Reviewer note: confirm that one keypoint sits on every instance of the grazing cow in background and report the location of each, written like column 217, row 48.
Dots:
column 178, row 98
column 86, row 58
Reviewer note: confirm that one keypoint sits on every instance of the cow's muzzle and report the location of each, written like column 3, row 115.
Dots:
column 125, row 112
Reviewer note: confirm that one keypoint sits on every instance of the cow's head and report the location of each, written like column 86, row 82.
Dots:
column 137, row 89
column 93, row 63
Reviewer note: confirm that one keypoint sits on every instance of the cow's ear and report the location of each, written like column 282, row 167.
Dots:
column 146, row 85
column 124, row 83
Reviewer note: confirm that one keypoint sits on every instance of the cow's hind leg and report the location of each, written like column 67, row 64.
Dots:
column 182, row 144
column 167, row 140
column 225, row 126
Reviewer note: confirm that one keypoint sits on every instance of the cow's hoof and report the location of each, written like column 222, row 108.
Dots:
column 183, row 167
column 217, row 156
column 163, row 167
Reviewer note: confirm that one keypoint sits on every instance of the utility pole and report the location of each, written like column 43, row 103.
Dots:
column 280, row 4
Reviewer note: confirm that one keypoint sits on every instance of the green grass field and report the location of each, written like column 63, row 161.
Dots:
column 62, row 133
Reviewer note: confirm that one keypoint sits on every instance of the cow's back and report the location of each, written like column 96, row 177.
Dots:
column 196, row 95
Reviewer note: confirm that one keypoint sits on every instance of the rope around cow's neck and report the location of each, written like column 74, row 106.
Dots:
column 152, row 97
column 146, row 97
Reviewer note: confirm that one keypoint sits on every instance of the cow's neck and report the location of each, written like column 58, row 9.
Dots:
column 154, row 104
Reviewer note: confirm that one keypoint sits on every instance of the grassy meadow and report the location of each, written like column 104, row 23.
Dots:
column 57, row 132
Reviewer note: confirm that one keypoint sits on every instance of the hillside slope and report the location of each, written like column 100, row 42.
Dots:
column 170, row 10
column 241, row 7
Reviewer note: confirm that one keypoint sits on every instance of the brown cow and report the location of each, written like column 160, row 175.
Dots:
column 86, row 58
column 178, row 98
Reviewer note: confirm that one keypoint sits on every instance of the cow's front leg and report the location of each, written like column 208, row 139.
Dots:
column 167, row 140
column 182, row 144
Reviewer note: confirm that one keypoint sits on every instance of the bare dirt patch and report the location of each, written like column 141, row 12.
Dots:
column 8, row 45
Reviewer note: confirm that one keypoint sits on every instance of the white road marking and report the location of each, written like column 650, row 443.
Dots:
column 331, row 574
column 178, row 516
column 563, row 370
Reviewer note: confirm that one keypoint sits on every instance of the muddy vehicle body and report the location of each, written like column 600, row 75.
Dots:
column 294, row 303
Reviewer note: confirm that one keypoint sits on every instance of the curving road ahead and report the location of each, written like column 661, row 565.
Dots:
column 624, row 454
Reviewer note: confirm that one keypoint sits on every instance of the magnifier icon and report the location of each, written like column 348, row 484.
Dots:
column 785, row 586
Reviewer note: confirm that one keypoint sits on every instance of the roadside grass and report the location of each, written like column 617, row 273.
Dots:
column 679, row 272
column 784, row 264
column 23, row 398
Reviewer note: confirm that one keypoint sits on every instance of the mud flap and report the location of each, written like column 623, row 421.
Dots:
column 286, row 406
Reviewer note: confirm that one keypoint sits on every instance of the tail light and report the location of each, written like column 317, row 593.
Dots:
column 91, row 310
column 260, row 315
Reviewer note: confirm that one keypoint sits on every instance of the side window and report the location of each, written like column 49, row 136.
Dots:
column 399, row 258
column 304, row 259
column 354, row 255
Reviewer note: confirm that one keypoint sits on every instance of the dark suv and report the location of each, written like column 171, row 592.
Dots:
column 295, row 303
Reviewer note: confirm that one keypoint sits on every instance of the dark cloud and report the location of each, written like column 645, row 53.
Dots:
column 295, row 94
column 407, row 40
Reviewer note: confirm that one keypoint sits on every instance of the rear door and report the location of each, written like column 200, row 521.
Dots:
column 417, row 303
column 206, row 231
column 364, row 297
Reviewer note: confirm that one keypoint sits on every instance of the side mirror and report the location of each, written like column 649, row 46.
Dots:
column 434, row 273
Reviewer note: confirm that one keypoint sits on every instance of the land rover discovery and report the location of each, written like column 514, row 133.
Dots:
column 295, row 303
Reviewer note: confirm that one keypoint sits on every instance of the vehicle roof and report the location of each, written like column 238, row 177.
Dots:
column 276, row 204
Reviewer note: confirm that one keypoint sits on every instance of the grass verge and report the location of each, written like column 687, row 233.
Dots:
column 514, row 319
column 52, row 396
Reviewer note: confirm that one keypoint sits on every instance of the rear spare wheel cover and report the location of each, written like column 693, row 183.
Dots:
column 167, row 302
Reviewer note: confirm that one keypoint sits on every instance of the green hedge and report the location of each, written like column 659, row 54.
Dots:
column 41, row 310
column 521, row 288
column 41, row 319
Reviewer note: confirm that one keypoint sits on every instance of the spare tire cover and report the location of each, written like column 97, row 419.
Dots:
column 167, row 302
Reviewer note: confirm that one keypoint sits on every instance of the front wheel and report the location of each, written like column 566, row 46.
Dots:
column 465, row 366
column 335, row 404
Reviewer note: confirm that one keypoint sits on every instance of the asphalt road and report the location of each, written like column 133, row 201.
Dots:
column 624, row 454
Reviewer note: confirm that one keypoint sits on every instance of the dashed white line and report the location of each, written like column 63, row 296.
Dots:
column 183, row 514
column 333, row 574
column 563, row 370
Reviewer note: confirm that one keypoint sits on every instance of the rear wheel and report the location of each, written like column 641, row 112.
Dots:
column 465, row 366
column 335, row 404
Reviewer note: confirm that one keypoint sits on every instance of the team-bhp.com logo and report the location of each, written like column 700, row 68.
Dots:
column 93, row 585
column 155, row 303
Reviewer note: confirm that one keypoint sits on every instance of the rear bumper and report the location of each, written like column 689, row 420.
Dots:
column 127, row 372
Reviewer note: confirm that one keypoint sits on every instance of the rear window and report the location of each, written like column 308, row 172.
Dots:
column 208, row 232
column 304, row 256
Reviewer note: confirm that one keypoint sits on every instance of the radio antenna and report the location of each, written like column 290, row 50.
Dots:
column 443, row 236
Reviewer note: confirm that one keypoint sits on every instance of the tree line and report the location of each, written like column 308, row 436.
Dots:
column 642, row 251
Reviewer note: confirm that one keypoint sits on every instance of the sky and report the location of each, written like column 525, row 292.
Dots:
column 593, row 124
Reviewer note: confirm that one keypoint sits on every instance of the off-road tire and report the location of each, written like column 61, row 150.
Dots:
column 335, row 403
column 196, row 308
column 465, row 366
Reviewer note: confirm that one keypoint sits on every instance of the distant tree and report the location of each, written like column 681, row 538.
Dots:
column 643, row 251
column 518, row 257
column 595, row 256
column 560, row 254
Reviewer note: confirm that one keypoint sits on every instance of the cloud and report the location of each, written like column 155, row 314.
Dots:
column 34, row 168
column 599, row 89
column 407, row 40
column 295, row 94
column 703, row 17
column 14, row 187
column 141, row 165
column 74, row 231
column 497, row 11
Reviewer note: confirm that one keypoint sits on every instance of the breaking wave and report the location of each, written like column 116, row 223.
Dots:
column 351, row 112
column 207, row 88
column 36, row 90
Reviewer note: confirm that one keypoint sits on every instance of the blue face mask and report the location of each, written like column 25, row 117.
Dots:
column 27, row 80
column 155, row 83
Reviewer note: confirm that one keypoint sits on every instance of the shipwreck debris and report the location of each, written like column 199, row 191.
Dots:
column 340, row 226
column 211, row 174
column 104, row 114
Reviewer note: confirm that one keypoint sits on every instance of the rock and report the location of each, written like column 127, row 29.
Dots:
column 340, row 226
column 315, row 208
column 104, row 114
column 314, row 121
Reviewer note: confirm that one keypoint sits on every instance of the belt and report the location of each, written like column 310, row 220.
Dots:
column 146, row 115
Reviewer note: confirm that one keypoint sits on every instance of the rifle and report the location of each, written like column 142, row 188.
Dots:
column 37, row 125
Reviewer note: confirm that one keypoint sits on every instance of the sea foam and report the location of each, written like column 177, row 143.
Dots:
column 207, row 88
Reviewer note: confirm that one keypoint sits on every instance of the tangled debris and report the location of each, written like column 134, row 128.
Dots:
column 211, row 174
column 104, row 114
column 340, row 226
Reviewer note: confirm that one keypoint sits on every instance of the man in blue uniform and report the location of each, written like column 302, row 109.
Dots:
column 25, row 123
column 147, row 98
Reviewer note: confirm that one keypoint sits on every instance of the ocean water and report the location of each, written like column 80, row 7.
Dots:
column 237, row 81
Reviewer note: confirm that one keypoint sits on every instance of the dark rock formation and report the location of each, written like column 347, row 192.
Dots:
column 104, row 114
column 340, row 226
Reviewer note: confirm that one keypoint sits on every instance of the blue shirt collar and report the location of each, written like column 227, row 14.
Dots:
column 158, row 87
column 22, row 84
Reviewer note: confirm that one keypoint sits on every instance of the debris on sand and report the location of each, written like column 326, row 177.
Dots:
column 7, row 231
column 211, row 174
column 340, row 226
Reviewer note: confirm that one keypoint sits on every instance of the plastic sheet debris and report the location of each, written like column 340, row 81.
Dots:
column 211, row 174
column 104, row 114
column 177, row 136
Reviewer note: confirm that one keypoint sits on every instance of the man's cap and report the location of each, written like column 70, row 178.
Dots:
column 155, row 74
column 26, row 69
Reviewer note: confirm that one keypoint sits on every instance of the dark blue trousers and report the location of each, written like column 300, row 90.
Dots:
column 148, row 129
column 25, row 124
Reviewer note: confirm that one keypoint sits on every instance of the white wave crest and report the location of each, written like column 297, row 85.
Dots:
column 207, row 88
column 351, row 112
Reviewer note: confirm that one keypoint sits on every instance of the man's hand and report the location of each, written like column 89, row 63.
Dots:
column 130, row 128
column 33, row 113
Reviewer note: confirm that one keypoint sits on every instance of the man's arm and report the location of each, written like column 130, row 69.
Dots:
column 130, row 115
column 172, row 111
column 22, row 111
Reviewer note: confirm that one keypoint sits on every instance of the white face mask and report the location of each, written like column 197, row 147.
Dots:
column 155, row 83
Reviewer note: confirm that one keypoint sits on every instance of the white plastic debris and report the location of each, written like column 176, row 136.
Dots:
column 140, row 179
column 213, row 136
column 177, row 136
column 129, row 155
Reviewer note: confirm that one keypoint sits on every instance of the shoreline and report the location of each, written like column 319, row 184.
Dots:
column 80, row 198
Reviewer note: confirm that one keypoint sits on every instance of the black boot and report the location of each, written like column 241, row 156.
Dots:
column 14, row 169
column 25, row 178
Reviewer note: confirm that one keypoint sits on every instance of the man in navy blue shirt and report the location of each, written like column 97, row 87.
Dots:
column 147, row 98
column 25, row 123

= = = = = = =

*Task statement*. Can you rewrite the listing as a Markdown table with the columns Row and Line, starting from its first line and going on through the line containing "column 125, row 112", both ends included, with blank lines left out?

*Response to the exercise*.
| Row | Line |
|---|---|
| 1 | Reviewer note: confirm that one keypoint sits on every instance of the grazing cow in background and report the location of each, written like column 217, row 48. |
| 2 | Dots: |
| 3 | column 178, row 98 |
| 4 | column 86, row 58 |
| 5 | Reviewer note: confirm that one keypoint sits on every instance of the cow's muzzle and report the location of each, written like column 3, row 115. |
| 6 | Dots: |
| 7 | column 125, row 112 |